- WORK TO BE COMPLETED -
Copy the stretch from "As for getting" through "the ISO/SixSigma craze." in the text on ISO 9001 and Six Sigma, swapping "green belt" for "yellow belt".

- EXTRACT PROVIDED -
To expand upon that, ISO 9001 is a quality management system. It’s essential function is to establish that you have a quality management process, that the process is adequately documented and accessible to workers, and that sufficient records are maintained to assess how well the system is working or being used.
Six Sigma is a process improvement system. The original name is derived from the program established by Motorola in order to reduce fabrication errors in semiconductors to less than six standard deviations (sigmas). The process as applied at Motorola has been attributed with over ten billion dollars in savings since its introduction, and has gone on to be implemented at many other manufacturers with great success. It has gone on to be combined with a number of other tools for process improvement which are not strictly applicable to high volume manufacturing but provide a structured way to approach process improvement.
Both of these systems have earned ridicule not because they don’t bring intrinsic value when correctly applied, but because when ignorant executives implement it broadly across an organization with no plan or clue as to what kind of improvements they want to see, it is a costly waste of time for employees who are forced to go through the exercises by rote and then apply them to project that don’t need to be done, such as generating ISO 9001 documentation for inventorying the office supplies or running a Six Sigma program to create an automated business development reporting system (real examples that I’ve seen). Anyone who works in a manufacturing-type of field can recognize the value in standardization and organized process improvement, but when the only things being improved are some CEO’s ability to boast that everyone from the corporate counsel to the janitor is a Six Sigma black belt, you can be assured that virtually no one in the entire company is getting any value out of it.
As for getting independent training, you can probably find it but will be overpriced. And frankly, it isn’t a discriminator for most positions as most companies will want you trained in their Six Sigma processes. If you otherwise meet job requirements a hiring line manager will probably overlook that you don’t have a green belt or whatever, and just ensure that you’re part of the next training cycle.
Stranger
I worked at Volvo when they went through the ISO/SixSigma craze.
One part of the ISO certification was we all had to write instructions so someone else could step in and do our job.
The problem was the instructions were written on such a high level they worthless. One day I wrote the ultimate high level overview of my job (and every other job in the company)
- Come to work
- Coffee
- More work
- Lunch
- Back to work
- Go home
There you go high level ISO compliant work instructions.
Considerable blame must be put on consultants who sell companies a terrible bill of goods. Many of the ISO 9001 systems I’ve seen implemented by consultants constitute professional misconduct, but unfortunately there’s no professional body to punish a consultant.
Company managers, unfortunately, hire consultants because they don’t know how to do it themselves, and don’t find out until it’s too late. I have had this conversation more than once:
ME: Your quality manual is ten times longer than it needs to be and appears to be written in Martian. None of this makes any sense. It cannot possibly help you. It’s terrible.

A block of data
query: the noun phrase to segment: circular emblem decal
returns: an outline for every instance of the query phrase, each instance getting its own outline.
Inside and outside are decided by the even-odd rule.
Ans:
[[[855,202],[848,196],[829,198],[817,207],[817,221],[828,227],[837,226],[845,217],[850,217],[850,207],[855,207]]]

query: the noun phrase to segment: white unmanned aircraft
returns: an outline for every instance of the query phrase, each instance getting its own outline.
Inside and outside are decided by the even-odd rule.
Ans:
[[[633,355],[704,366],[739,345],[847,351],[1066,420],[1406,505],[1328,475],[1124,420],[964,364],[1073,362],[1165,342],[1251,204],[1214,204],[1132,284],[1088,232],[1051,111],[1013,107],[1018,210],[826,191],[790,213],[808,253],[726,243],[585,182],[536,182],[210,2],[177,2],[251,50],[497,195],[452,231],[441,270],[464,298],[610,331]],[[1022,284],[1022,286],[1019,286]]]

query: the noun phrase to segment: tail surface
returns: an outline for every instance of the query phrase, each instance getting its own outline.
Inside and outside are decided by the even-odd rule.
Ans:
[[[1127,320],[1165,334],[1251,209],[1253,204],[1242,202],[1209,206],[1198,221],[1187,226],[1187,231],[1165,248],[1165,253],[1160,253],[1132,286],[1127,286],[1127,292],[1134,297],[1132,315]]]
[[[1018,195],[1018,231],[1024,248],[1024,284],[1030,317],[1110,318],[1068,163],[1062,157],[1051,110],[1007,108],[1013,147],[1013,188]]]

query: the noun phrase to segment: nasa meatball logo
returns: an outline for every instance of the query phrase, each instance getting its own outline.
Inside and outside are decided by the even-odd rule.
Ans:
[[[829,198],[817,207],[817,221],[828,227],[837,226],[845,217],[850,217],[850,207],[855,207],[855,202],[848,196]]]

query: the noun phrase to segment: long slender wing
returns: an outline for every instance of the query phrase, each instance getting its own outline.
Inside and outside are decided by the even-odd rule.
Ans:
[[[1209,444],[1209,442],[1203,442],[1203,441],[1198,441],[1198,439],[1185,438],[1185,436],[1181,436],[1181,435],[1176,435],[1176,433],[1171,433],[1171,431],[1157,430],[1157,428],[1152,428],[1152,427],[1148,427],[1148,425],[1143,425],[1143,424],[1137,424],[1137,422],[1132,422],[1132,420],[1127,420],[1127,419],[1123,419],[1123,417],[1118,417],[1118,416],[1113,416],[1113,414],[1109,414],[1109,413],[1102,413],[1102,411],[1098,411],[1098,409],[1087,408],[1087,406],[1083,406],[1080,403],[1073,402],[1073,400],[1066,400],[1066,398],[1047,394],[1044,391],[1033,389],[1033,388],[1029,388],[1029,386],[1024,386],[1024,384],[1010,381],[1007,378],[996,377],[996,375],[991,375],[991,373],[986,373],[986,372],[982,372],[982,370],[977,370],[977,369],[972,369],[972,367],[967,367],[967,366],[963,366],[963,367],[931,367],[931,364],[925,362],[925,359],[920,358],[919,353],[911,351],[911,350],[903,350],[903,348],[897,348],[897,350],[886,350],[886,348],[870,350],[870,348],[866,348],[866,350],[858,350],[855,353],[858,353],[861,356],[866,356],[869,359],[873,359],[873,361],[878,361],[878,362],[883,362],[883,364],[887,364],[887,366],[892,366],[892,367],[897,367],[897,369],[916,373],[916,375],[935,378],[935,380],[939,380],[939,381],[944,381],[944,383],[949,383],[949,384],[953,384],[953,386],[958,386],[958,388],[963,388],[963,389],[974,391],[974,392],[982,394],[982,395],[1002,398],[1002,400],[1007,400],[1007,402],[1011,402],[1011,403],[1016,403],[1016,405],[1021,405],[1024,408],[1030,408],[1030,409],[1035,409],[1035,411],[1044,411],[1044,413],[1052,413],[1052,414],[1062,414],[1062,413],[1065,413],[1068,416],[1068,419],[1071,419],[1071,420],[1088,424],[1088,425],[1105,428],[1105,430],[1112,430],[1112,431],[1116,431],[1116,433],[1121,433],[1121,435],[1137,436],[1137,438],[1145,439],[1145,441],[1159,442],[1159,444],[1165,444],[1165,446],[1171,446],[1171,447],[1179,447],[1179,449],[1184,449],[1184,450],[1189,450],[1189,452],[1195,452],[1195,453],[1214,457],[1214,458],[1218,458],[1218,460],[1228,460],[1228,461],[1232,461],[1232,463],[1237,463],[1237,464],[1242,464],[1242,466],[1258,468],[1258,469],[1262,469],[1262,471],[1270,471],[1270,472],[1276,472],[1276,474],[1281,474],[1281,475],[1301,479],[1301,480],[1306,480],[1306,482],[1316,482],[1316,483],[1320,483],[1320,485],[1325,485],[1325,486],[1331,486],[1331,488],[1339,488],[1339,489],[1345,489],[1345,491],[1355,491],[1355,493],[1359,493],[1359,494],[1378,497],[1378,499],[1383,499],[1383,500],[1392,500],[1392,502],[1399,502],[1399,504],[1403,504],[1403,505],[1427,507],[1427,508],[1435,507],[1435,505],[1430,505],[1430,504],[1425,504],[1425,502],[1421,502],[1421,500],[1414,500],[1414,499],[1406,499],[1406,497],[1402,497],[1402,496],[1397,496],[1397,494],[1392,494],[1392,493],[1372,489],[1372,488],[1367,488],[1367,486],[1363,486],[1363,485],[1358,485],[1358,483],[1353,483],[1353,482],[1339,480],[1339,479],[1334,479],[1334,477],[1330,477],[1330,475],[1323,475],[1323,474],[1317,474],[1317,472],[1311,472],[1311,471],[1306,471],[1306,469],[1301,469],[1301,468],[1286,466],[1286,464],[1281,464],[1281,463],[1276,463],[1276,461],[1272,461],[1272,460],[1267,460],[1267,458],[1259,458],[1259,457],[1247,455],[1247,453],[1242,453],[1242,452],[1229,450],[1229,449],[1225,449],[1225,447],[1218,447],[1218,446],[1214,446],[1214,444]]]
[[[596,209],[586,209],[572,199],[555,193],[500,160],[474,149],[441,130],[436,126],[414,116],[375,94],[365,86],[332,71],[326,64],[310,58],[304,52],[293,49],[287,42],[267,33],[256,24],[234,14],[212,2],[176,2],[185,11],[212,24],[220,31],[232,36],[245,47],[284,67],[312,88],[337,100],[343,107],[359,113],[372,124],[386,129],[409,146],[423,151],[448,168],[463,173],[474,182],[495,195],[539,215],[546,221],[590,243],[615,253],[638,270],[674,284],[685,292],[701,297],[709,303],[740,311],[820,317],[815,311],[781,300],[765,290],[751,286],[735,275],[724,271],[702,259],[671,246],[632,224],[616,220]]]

- ANSWER TO THE EXERCISE -
As for getting independent training, you can probably find it but will be overpriced. And frankly, it isn’t a discriminator for most positions as most companies will want you trained in their Six Sigma processes. If you otherwise meet job requirements a hiring line manager will probably overlook that you don’t have a yellow belt or whatever, and just ensure that you’re part of the next training cycle.
Stranger
I worked at Volvo when they went through the ISO/SixSigma craze.